Data records: Begin

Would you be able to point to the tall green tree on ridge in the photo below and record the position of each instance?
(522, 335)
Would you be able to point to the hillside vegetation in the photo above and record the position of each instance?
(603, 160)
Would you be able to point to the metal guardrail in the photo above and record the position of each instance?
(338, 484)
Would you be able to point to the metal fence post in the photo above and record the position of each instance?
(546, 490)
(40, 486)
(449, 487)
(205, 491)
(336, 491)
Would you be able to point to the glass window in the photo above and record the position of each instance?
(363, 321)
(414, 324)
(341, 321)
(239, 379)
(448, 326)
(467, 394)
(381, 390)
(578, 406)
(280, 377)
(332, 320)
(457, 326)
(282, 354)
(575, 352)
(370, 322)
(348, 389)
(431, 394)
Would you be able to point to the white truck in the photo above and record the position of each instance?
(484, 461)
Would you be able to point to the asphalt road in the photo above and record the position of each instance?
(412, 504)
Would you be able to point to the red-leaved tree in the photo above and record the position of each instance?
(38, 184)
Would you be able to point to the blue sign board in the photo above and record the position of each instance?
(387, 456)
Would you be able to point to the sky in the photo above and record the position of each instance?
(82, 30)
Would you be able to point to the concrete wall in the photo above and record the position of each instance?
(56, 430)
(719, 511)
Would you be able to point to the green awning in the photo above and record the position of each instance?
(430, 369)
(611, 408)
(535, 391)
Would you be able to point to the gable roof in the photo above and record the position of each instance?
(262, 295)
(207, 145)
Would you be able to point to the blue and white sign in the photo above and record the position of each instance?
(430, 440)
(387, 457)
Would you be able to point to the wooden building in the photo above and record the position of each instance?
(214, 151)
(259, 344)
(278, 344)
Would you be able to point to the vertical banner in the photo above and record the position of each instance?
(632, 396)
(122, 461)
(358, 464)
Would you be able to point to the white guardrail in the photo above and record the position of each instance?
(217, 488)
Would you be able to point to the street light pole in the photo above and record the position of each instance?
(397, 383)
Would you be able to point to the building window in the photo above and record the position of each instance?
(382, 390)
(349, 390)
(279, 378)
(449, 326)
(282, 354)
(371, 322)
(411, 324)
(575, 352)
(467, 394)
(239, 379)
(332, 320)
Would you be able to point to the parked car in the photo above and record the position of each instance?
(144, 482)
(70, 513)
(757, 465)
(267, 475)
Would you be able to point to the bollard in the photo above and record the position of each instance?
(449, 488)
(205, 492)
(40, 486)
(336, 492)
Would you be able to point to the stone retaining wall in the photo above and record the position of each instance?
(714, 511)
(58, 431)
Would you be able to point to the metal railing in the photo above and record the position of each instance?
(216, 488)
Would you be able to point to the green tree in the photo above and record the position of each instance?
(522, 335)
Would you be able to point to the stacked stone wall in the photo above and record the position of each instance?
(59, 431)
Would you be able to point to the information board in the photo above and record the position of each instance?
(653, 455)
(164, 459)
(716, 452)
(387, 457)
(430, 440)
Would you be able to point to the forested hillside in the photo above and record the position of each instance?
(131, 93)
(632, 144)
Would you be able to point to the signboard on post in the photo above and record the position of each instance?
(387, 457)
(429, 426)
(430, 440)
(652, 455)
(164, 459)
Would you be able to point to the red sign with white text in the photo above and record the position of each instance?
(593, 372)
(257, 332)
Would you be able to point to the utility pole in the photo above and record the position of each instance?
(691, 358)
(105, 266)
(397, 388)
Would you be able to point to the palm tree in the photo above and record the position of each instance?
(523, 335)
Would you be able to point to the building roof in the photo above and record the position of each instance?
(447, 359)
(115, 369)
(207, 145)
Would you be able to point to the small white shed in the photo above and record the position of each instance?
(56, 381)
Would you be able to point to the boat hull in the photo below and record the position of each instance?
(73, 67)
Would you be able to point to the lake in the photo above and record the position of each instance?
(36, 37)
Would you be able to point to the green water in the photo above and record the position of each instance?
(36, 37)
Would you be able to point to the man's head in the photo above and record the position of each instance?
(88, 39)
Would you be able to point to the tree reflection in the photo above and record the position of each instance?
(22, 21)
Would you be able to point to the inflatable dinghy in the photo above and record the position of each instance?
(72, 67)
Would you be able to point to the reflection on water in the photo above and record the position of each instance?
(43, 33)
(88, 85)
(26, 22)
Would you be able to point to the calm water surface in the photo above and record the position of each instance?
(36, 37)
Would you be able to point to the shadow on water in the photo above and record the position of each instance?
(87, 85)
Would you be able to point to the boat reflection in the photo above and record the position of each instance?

Data records: End

Print all of the data exactly as it was given.

Answer to the exercise |
Would you be able to point to the tall green tree on ridge in the photo below and record the position of each instance?
(522, 335)
Would you be able to point to the hillside vegetation in the photo above and record the position of each instance?
(603, 160)
Would you be able to point to the metal guardrail in the photo above and record the position of each instance?
(338, 484)
Would you be able to point to the metal fence post in the photo above and record the position of each instance?
(546, 490)
(40, 486)
(449, 487)
(205, 491)
(336, 491)
Would you be able to point to the glass window in the photo above and record the position of each instance?
(363, 321)
(414, 324)
(341, 321)
(239, 379)
(448, 326)
(467, 394)
(381, 390)
(578, 406)
(280, 377)
(332, 320)
(457, 326)
(282, 354)
(575, 352)
(370, 322)
(348, 389)
(431, 394)
Would you be able to point to the white truck in the photo above and record the position of each instance?
(484, 461)
Would you be able to point to the asphalt road in the photo above and record the position of each instance?
(412, 504)
Would you be able to point to the red-leaved tree in the photo above and record the position of each instance?
(38, 184)
Would you be able to point to the blue sign board in the photo above and record the position of each instance?
(387, 456)
Would you be able to point to the sky in the photo above and record the position of each instance?
(82, 30)
Would you be able to point to the concrete wall in the photo above and record the position of each instance?
(56, 430)
(719, 511)
Would you be able to point to the green awning in the photo above and record the position of each instance?
(430, 369)
(611, 408)
(535, 391)
Would you be able to point to the gable roof in the photo above and record the position of each instance?
(262, 295)
(207, 145)
Would you be able to point to the blue and white sign in the photo above and record the position of each instance?
(430, 440)
(387, 457)
Would you be able to point to the wooden building in the photo above and record the position of each instance?
(214, 151)
(259, 344)
(278, 344)
Would you be able to point to the vertical banner in the photo above and record the position of each instance?
(632, 396)
(122, 461)
(358, 464)
Would you be able to point to the white guardrail in the photo above and record the position of each instance?
(217, 488)
Would you be able to point to the street light pole in the photo above and record the position of each instance?
(397, 383)
Would you be able to point to the building window in the photo above and record the position of each instance?
(382, 390)
(349, 390)
(279, 378)
(449, 326)
(282, 354)
(371, 322)
(411, 324)
(575, 352)
(467, 394)
(239, 379)
(332, 320)
Would you be able to point to the parked car in the photo above and record the position of each instance?
(144, 482)
(70, 513)
(757, 465)
(267, 475)
Would you be able to point to the bollard in the photo above and record the position of each instance?
(449, 488)
(205, 492)
(40, 486)
(336, 492)
Would you be able to point to the stone retaining wall in the photo above and record the position of each instance?
(714, 511)
(58, 431)
Would you be able to point to the metal railing in the photo above and record the position of each instance?
(216, 488)
Would you be able to point to the green tree in the photo above and record the position of each instance?
(522, 335)
Would you be able to point to the stacked stone wall in the photo above and record the position of each instance?
(59, 431)
Would you be able to point to the information board in the photo above and record the position of each instance?
(653, 455)
(164, 459)
(716, 452)
(387, 457)
(430, 440)
Would you be able to point to the forested hillside in the photo above and record the position of each instance?
(131, 93)
(632, 144)
Would you be able to point to the signboard on post in the photo above and record the position of each instance?
(387, 457)
(429, 426)
(430, 440)
(652, 455)
(164, 459)
Would you be able to point to the red sign with white text in the photo above and record the position of each instance?
(593, 372)
(257, 332)
Would you be able to point to the utility pole in the photo above and record the position of each instance?
(691, 358)
(105, 266)
(397, 388)
Would you be able to point to the palm tree in the photo above and record the position of each instance?
(523, 335)
Would you be able to point to the building roof in the photo above and record the position of each instance?
(447, 359)
(115, 369)
(207, 145)
Would you be able to point to the small white shed in the photo above and record the position of each instance?
(56, 381)
Would you be able to point to the boat hull in the photo below and record the position of each instance?
(73, 67)
Would you be able to point to the lake in the photo above and record the position of each instance?
(36, 37)
Would you be able to point to the green water in the photo above and record the position of each instance?
(36, 37)
Would you be able to point to the man's head in the photo above and record the position of each instance?
(88, 39)
Would you be able to point to the tree reflection in the photo above and record the position of each instance?
(22, 21)
Would you be able to point to the inflatable dinghy in the photo above and record the position of each instance?
(72, 67)
Would you be able to point to the reflection on water in the photo above and record the position of each instance?
(43, 33)
(88, 85)
(26, 22)
Would you be able to point to the calm water surface in the photo above and record the position of each instance?
(36, 37)
Would you be able to point to the shadow on water in the photo above and record the position of each instance?
(87, 85)
Would you be able to point to the boat reflection in the photo above and record the position of each instance?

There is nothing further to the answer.